THE REQUEST:
Write out each of the following entries verbatim, reproducing every line without alteration.

>> BEGIN EXERCISE MATERIAL

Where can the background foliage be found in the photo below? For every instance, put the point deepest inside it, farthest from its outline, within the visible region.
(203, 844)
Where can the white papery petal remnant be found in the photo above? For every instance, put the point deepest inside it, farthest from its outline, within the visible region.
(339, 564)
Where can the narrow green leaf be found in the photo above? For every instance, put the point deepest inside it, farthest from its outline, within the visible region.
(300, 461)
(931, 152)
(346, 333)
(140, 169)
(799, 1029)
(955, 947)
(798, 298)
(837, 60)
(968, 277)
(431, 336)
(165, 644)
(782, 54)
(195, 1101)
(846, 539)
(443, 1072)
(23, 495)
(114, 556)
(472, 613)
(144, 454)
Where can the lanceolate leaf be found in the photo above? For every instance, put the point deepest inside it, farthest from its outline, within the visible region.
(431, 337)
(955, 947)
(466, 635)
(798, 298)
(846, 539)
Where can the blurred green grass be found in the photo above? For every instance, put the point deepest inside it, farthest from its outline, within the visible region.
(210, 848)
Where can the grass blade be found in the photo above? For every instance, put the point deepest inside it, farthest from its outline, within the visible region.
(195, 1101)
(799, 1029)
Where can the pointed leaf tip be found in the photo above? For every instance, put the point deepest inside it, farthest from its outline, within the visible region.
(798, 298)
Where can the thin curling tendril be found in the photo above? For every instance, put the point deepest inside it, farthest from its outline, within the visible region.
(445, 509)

>> END EXERCISE MATERIAL

EXERCISE OUTPUT:
Where can the background foliage be found in the photo below? For every instance, put the point deepest inside it, farthest from its outline, within the visible region.
(203, 844)
Where can the white papery petal remnant be found in the photo above? For every instance, put the point deepest inside it, farthest from its outline, within the visible region.
(339, 564)
Where can the narrow green leaf be found in the photo above? For every instance, put the point deepest inside it, farthest from its outline, within the visible region.
(300, 461)
(931, 152)
(346, 333)
(140, 169)
(799, 1029)
(955, 947)
(798, 298)
(837, 60)
(968, 277)
(431, 336)
(165, 644)
(782, 54)
(195, 1101)
(846, 539)
(443, 1072)
(23, 495)
(114, 556)
(472, 613)
(144, 454)
Where can the lanceolate leaf be found in the photo above? For every instance, put the point deepest inside it, farthest from its outline, within the visible region.
(431, 337)
(955, 947)
(466, 635)
(798, 298)
(846, 539)
Where can the blurred green grass be found in the photo above? For every instance, put the point deepest inside it, farthest from its outline, within the visible region.
(210, 848)
Where can the grass blade be found in the photo above? For every instance, put the point deepest inside it, farthest from its outline, within the visible region.
(195, 1101)
(799, 1029)
Where can the pointed leaf tip be found in the photo above? For every instance, put the point deepest inside it, farthest from its outline, within the visible region.
(798, 298)
Where can the thin curling tendril be found in the photo above? For every instance, put the point deepest inside it, farthest from its outline, within the visible region.
(445, 509)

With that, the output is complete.